Goal
Gather every line of the material below that contains the word "back". Matching is case-sensitive.

Material shown
____

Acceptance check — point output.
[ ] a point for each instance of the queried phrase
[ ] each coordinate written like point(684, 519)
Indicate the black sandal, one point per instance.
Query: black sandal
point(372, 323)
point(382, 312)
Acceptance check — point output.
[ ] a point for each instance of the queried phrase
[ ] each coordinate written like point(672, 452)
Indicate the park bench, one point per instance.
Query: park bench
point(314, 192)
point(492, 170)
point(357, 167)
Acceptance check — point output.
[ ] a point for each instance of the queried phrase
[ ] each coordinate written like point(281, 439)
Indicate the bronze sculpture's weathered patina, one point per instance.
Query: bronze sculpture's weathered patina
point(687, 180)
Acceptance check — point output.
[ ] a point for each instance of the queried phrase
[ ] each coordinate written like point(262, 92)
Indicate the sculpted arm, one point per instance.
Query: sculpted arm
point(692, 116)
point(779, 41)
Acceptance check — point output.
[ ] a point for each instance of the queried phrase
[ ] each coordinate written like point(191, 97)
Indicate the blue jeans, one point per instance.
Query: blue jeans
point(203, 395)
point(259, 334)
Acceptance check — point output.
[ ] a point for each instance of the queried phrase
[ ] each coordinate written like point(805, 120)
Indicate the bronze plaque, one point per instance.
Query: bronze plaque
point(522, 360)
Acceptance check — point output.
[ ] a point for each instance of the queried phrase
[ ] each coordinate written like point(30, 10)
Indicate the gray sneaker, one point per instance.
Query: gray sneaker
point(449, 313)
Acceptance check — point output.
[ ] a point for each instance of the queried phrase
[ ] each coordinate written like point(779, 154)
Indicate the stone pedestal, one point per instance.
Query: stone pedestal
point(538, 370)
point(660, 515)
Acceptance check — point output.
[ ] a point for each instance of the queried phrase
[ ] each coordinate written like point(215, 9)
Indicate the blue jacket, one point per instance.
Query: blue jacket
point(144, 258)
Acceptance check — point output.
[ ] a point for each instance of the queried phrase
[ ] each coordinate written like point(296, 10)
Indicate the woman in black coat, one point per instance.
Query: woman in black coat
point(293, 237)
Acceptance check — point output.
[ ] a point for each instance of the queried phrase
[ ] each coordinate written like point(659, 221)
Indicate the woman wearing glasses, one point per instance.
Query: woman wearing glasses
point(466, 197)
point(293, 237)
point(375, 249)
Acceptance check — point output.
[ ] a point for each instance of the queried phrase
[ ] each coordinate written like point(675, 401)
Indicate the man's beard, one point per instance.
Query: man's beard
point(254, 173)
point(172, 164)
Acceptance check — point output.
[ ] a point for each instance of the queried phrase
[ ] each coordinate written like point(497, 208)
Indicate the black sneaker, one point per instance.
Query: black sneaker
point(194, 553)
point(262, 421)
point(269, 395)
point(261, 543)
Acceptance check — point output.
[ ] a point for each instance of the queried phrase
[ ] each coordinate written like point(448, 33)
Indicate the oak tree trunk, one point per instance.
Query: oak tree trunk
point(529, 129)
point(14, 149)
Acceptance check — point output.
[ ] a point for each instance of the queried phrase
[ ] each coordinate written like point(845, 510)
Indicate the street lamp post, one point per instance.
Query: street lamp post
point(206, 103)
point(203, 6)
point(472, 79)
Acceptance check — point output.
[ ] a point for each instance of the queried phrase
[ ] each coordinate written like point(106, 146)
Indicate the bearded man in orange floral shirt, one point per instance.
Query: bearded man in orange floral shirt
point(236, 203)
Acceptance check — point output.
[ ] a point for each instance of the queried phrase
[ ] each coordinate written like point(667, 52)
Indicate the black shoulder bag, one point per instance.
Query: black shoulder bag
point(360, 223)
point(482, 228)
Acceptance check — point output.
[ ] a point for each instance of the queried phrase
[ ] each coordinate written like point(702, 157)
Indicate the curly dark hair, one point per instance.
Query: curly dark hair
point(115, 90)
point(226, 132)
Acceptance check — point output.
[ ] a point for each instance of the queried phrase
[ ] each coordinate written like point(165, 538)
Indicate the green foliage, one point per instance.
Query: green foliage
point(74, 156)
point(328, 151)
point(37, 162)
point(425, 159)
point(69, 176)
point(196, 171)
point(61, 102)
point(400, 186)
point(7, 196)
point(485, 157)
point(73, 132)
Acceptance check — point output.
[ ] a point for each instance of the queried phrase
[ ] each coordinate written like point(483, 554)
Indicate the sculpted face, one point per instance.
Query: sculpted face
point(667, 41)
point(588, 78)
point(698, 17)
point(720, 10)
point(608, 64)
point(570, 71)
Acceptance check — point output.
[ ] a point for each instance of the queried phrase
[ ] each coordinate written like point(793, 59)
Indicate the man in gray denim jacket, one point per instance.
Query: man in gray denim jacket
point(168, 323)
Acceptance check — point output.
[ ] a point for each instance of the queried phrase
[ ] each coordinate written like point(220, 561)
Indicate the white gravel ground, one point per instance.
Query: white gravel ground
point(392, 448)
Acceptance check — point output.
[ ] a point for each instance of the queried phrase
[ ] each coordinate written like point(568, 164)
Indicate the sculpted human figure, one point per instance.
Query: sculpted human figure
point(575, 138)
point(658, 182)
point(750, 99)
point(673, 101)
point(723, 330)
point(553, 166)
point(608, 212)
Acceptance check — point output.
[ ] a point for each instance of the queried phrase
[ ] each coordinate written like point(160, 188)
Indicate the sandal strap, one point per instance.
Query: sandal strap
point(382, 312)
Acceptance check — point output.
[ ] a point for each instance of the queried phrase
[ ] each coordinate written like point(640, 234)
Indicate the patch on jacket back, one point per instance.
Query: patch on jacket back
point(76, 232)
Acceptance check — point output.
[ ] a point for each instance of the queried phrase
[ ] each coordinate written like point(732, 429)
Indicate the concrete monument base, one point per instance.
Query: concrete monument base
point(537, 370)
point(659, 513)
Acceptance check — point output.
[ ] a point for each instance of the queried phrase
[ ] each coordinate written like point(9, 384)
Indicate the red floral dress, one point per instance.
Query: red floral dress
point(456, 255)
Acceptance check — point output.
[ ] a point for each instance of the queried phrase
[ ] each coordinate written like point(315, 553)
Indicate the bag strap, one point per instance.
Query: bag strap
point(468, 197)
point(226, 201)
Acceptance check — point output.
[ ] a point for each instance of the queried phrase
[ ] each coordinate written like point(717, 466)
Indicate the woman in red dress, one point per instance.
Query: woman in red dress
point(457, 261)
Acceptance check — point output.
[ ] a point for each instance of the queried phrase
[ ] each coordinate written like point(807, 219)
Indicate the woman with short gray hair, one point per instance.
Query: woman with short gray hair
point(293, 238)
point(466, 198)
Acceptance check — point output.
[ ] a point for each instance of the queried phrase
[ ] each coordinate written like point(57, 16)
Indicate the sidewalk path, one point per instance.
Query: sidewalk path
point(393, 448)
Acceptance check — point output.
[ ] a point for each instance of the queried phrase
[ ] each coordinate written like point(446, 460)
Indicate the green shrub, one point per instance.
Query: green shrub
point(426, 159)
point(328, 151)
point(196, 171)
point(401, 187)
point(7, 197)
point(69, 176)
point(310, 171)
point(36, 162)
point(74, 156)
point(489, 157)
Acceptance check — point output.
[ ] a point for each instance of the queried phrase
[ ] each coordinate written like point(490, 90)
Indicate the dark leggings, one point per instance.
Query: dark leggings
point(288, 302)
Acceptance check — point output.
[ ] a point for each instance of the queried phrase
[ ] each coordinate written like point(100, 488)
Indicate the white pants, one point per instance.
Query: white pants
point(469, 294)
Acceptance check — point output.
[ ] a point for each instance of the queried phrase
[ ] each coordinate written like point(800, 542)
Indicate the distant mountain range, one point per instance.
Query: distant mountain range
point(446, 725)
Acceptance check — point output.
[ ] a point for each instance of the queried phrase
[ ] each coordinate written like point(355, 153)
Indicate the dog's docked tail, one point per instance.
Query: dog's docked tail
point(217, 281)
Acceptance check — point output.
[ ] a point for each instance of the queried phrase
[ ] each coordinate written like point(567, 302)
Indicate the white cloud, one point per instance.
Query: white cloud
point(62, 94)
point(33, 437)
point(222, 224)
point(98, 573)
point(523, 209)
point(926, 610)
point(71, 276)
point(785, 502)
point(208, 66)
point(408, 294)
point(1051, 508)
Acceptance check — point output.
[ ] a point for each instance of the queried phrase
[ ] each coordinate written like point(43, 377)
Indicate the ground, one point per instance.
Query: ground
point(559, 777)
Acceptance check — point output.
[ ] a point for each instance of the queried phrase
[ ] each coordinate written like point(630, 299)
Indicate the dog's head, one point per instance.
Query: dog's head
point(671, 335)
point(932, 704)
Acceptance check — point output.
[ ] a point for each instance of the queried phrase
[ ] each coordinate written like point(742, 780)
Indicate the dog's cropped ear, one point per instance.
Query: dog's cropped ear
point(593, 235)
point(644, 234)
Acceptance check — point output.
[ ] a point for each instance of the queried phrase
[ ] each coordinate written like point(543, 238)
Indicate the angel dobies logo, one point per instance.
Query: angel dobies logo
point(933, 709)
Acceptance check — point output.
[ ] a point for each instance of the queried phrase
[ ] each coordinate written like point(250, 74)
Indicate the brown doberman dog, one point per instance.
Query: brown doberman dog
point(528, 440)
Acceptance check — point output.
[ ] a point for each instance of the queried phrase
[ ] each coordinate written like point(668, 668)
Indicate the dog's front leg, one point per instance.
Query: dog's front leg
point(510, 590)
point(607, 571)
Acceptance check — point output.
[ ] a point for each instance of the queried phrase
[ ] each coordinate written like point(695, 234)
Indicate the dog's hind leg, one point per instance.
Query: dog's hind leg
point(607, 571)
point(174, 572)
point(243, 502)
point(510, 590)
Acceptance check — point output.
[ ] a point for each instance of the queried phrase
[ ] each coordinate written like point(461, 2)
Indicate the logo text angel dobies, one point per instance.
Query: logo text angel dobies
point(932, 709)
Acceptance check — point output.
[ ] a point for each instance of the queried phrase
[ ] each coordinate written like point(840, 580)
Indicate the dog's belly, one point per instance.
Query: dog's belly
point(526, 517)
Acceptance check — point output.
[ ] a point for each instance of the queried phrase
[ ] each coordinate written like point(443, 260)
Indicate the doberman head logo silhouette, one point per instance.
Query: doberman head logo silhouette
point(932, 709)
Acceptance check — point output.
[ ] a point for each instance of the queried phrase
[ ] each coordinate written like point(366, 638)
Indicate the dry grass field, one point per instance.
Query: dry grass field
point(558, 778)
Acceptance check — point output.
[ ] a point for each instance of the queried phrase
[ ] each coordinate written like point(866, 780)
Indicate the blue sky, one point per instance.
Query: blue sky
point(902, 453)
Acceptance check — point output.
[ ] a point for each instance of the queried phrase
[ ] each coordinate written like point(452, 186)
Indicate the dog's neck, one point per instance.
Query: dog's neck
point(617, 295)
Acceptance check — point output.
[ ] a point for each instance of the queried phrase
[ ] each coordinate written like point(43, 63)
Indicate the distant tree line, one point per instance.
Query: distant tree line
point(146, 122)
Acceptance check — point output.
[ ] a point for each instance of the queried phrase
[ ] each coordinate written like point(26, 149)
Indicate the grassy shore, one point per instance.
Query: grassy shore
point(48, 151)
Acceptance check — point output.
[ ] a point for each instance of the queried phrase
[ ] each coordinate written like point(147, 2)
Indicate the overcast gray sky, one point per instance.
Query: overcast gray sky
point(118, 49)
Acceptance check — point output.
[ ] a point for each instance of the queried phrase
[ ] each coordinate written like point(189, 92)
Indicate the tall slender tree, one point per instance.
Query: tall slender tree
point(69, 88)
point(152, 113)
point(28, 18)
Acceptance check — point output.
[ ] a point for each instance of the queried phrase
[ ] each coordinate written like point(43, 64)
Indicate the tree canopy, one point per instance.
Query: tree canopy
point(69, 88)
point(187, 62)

____

Exercise result
Indicate the patch on jacket back, one point per instance.
Query: patch on jacket back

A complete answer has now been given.